> [DIRECTIONS]:
How many lines in the entries below contain the string "clicks"? Reply with the number alone.

[[ PROVIDED RECORDS open ]]

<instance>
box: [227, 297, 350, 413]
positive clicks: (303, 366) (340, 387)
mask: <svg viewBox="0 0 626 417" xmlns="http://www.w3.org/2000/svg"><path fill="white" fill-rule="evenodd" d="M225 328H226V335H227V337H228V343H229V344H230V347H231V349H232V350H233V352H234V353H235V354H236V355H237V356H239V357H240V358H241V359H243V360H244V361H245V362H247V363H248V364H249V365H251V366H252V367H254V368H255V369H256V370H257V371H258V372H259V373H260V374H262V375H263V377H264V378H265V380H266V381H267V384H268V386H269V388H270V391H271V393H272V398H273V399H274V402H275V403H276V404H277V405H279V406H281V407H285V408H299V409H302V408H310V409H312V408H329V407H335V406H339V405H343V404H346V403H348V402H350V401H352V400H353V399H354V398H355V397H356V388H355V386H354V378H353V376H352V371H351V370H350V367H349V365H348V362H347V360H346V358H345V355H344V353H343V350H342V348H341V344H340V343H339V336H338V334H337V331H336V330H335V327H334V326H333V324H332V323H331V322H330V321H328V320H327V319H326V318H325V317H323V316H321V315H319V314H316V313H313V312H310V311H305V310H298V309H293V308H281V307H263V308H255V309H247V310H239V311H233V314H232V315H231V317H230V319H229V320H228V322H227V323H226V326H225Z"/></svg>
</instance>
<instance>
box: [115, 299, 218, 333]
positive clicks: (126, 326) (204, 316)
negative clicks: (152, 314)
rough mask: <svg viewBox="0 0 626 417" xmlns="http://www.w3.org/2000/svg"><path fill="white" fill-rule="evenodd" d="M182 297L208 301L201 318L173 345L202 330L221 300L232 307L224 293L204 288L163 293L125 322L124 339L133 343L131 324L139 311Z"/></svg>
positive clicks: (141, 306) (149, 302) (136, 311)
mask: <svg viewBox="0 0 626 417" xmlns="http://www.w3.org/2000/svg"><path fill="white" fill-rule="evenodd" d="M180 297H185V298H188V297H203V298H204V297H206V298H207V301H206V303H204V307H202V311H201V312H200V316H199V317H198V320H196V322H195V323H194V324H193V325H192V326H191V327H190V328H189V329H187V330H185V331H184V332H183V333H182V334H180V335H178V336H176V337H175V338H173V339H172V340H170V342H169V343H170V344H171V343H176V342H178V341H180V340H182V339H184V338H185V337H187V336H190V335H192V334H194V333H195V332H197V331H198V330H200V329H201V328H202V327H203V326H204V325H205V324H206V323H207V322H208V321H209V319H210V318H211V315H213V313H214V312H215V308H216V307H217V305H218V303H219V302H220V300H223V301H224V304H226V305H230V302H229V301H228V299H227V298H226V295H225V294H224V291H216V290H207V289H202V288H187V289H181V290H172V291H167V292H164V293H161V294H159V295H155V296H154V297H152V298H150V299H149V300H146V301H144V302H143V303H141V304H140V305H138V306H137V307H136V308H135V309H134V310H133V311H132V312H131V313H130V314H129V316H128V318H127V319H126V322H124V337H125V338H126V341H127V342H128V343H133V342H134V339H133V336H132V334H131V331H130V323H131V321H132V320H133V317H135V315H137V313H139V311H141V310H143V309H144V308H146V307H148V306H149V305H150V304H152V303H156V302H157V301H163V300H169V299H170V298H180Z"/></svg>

[[ PROVIDED RECORDS closed ]]
[[ PROVIDED RECORDS open ]]

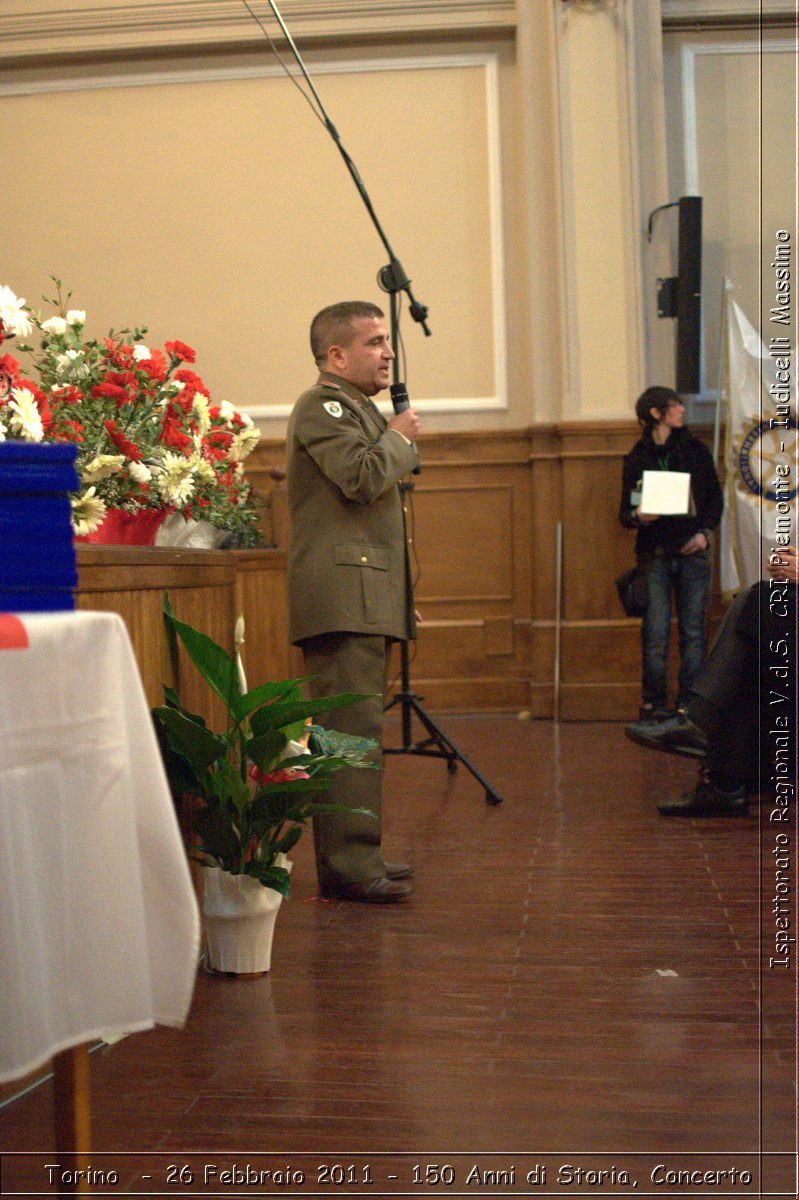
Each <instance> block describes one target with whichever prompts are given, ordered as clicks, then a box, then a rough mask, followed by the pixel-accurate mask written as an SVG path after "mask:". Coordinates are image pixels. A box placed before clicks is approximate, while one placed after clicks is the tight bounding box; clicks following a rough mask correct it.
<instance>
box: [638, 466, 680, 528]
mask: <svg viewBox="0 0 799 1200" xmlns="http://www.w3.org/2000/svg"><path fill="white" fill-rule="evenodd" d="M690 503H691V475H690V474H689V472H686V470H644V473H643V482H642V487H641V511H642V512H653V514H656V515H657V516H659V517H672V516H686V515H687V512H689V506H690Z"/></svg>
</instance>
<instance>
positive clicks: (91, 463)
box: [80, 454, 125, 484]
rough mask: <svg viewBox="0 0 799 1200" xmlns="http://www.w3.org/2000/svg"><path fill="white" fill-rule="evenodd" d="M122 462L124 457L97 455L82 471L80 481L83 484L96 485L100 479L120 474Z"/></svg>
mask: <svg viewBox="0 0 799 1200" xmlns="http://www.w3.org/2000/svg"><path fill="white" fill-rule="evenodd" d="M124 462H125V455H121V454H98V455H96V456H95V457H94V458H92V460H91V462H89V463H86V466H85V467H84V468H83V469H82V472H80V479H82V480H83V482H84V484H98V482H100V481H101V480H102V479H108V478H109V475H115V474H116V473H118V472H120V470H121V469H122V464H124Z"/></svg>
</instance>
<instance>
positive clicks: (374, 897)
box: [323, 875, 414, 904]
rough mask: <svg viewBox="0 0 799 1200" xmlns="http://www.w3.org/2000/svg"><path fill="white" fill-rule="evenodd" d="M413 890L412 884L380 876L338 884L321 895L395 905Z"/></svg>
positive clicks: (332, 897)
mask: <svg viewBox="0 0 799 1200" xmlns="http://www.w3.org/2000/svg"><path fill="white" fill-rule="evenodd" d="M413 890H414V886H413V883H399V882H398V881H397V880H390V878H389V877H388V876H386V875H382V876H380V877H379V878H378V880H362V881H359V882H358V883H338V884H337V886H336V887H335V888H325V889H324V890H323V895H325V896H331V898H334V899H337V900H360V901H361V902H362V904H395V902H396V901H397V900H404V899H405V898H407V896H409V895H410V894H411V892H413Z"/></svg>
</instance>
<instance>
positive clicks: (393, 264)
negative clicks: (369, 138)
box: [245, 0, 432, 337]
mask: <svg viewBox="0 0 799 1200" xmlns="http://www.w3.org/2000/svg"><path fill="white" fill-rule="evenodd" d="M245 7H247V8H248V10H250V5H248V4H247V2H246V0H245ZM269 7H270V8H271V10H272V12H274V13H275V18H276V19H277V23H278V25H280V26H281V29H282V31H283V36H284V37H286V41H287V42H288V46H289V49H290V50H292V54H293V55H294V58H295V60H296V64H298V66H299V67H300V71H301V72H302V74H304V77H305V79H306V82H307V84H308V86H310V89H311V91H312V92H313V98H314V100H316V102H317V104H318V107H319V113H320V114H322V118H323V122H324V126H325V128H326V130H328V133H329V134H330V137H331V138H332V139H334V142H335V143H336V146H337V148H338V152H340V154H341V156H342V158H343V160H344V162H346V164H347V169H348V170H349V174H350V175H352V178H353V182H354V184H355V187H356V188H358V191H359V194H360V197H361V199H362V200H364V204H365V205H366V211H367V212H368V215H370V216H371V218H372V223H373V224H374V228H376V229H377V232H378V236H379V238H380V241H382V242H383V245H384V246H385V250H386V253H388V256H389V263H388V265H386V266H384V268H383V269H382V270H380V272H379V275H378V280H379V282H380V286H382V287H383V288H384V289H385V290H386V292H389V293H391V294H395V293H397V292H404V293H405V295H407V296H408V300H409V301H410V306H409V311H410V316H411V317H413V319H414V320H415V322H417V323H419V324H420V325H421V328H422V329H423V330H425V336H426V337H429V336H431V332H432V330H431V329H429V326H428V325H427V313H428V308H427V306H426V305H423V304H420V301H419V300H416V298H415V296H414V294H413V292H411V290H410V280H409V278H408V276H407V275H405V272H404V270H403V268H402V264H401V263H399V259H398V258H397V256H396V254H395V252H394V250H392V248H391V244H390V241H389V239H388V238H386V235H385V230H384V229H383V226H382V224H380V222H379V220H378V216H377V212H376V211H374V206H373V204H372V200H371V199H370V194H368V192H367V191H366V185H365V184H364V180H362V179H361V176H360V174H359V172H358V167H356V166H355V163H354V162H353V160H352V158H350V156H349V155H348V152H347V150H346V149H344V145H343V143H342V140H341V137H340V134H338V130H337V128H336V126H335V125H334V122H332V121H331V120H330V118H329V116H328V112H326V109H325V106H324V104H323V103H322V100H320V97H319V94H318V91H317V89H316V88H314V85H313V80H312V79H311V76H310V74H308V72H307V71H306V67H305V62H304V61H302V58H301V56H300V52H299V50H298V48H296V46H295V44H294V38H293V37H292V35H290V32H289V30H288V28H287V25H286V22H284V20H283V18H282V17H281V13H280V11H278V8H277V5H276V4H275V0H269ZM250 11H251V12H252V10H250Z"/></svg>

[[ PROVIDED RECORDS closed ]]

> [ANSWER SECTION]:
10